**TEXT UNDER STUDY**
Luck finding a sailboat, I made the transition many years ago and now have rebuilt an old Prout 31 catamaran which is front of our home, love this boat. Guy on next canal can't get a buyer for his catamaran however, but this is off subject. Well not, sailors never get far from their first love.

posted on Nov, 26 2013 @ 07:31 PM
I don't know so much about whales evolving on the land and turning marine. The evidence strongly looks like the other way around ,with all the beachings around the World. Looks like they are in a hurry to grow legs to me.

edit on 26-11-2013 by 13th Zodiac because: (no reason given)

posted on Nov, 26 2013 @ 07:32 PM
Aside from being a little bit envious that you are in the market for a new boat (I couldn't possibly consider such a thing, but would love to), I'm fascinated with a story like this.

It has crossed my mind a few times in the past, just how could it have been that dolphins, whales and other such creatures, 'returned' to the sea, after being land animals.

The very idea that an animal decided to take to the waters again, after life originally crawled from the sea all those millions of years ago, is amazing. Life, developing to live on land, evolving then evolving to live back in the seas is certainly fascinating.

It would be great to learn more about the land animals that these present day creatures evolved from. What did they eat, where did they live, did they live in the vicinity of large bodies of water, was their habitat flooded over time? Just a few of the many questions that I feel are raised by these ideas.

I'll certainly hope to learn more about this in future.

Thanks for bringing it here.

posted on Nov, 26 2013 @ 08:28 PM
reply to post by dampnickers

Like you I have wondered about it myself on many ocaisons. Living in florida always seeing manatees in the canals it made me wonder how they even survived being so slow and docile then I remember they don’t have any real natural preditors except maybe when they are young that being aligators. The biggest threats to them are motor boats I always see scars on them from propelors.

**INFORMATION SUPPLIED**

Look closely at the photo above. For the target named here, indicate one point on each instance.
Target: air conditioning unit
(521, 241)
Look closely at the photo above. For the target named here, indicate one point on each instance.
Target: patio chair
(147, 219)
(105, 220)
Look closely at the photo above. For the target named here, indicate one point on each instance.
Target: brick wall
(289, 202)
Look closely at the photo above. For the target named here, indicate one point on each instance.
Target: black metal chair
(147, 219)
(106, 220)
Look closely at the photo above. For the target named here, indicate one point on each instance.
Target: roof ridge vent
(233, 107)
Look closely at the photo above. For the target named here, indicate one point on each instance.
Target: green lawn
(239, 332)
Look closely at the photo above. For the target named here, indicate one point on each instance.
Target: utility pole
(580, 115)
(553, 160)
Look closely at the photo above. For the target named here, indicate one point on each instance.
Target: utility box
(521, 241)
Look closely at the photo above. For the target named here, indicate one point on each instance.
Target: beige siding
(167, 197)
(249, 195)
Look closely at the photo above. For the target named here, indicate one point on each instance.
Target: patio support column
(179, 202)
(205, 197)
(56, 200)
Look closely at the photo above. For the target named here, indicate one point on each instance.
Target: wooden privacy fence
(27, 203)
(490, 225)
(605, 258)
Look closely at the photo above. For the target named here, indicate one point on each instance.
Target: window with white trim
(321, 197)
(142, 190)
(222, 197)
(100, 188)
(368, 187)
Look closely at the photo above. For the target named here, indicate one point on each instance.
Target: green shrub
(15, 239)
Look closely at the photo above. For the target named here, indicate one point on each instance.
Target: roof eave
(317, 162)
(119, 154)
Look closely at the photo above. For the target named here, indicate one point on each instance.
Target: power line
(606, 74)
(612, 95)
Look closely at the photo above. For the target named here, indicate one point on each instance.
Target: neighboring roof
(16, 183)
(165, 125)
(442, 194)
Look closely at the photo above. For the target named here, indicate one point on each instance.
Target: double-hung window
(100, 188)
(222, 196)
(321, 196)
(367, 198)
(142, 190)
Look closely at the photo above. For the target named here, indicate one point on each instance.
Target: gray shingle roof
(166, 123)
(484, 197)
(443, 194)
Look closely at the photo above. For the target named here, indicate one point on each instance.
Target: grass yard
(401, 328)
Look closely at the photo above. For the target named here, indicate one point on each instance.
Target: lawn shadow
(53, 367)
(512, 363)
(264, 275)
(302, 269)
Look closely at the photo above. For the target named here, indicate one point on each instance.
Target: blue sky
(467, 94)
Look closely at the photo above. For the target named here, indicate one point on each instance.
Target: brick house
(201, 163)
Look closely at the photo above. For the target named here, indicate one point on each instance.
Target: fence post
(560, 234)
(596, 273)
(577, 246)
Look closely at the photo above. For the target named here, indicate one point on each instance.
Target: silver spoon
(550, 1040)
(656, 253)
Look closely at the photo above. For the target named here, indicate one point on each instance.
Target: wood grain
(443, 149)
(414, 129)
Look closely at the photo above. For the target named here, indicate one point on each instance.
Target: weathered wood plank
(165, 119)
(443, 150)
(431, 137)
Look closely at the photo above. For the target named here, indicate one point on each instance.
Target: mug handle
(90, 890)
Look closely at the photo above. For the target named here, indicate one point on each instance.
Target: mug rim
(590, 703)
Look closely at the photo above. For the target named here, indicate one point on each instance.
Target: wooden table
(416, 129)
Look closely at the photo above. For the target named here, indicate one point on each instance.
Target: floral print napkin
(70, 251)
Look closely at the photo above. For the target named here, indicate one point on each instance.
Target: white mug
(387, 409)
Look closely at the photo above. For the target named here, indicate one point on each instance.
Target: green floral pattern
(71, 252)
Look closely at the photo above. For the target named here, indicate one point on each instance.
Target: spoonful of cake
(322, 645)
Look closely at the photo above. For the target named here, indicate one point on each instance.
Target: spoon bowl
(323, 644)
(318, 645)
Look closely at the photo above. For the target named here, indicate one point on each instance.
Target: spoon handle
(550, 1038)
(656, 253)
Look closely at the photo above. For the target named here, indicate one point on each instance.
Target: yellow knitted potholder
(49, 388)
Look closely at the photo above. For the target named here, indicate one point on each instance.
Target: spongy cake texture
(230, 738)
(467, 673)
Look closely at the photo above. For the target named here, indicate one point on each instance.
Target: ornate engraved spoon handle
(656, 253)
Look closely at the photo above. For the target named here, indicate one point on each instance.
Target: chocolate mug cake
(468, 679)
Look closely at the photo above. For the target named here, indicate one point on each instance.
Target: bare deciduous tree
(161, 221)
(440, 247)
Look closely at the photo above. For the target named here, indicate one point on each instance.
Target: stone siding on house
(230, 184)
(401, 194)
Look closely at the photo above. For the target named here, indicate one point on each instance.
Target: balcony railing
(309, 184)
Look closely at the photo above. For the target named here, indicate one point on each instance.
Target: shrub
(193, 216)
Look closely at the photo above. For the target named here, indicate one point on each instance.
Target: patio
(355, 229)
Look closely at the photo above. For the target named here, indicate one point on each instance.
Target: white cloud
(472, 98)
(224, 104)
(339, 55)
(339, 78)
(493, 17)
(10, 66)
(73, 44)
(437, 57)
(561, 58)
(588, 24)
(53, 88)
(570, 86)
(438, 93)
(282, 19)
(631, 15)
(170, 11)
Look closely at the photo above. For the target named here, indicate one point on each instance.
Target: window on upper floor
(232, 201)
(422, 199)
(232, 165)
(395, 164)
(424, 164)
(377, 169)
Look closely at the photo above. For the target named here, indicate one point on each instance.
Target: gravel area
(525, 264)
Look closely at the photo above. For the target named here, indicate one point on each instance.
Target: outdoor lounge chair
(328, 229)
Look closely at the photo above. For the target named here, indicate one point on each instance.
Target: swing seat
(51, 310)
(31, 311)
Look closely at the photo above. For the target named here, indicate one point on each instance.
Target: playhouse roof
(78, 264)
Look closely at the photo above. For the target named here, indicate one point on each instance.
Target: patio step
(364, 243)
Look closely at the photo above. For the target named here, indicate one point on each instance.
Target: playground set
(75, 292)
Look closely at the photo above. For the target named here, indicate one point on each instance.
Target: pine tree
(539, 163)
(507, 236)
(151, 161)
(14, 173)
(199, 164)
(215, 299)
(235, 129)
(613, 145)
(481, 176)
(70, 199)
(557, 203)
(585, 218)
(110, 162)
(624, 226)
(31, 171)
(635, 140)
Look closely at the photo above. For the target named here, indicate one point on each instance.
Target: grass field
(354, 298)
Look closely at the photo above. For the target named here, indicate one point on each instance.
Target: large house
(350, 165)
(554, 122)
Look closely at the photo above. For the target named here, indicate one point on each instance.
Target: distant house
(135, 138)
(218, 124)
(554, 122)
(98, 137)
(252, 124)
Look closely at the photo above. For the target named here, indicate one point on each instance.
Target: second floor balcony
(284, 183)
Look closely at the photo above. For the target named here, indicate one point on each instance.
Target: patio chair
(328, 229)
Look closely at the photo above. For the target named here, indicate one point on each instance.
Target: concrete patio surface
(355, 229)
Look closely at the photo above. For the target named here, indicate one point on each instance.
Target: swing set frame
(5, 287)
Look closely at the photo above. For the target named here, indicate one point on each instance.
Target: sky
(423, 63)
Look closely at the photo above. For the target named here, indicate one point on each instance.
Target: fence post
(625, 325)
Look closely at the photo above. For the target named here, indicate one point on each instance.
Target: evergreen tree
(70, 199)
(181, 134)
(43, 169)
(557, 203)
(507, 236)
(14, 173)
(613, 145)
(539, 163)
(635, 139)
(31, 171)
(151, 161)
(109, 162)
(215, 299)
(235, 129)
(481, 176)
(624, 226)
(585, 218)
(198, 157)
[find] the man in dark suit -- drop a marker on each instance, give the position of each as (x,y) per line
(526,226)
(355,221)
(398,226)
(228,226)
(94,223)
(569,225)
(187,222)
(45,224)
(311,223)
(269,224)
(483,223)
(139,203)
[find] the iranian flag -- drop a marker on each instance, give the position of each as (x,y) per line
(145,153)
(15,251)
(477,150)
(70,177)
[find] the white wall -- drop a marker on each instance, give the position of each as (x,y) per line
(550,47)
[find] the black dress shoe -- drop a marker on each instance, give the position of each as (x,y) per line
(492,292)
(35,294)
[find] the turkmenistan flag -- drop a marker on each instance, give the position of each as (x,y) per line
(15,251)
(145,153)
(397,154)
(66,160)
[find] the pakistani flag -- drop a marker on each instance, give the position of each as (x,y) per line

**PROBLEMS AND TASKS**
1 > In the forum thread about whales and manatees, why does the last poster say manatees have managed to survive despite being so slow and docile? Answer in one to three sentences.
2 > Write the next part of the forum thread about whales and manatees, starting after its final sentence.

**ANSWERS BY ITEM NUMBER**
1 > The poster recalls that manatees have no real natural predators, except perhaps alligators when the manatees are young. Their slowness has therefore not been a serious danger to them.

2 >
Until man came in with motor boats they were not threatened by much. (Side note the first sailors here mistook them for mermaids... man they had to be drunk and hard up)

posted on Nov, 27 2013 @ 09:36 AM
reply to post by Grimpachi

I vaguely recall some folk tale or myth from South America saying whales and dolphins came out of the ocean to live on land then went back to the water. Anyone else hear of this?

Good catch btw.

posted on Nov, 27 2013 @ 09:41 AM
Evolution? If so it wasn't on earth. And the thing is, evolution seems to happen in mysterious boosts, as if there is a team with science lab doing it.....

posted on Nov, 27 2013 @ 09:47 AM
reply to post by Unity_99

posted on Nov, 27 2013 @ 10:46 AM
whales hu pengwins a bird or?? yea evolution no way lol
ever stop and think a chicken came from a bird taht could fly less then oo 6 or 8 thousand years back .
That chawwaw is a wolf ((you can tell by how they love biting ankles lol
nope evolution cant possibly be real no evedence . lol

posted on Nov, 27 2013 @ 11:14 AM
reply to post by midnightstar

Chicken or egg …..evidence points to T-Rex of course creationist recreations say otherwise I saw one when I was a kid it even had a theme song.

An adolescent female Tyrannosaurus rex died 68 million years ago, but its bones still contain intact soft tissue, including the oldest preserved proteins ever found, scientists say.

And a comparison of the protein's chemical structure to a slew of other species showed an evolutionary link between T. rex and chickens, bolstering the idea that birds evolved from dinosaurs.

live science

posted on Nov, 27 2013 @ 11:17 AM
reply to post by dampnickers

It has crossed my mind a few times in the past, just how could it have been that dolphins, whales and other such creatures, 'returned' to the sea, after being land animals.

A vast area of dry ground slowly turning into saltmarsh and wetland. Diminished habitat and livelihood resources available to the terrestrial quadrupeds that inhabit the area. They must adapt or die out. So natural selection in that region features waders over walkers, swimmers over waders. Over time the mutations add up.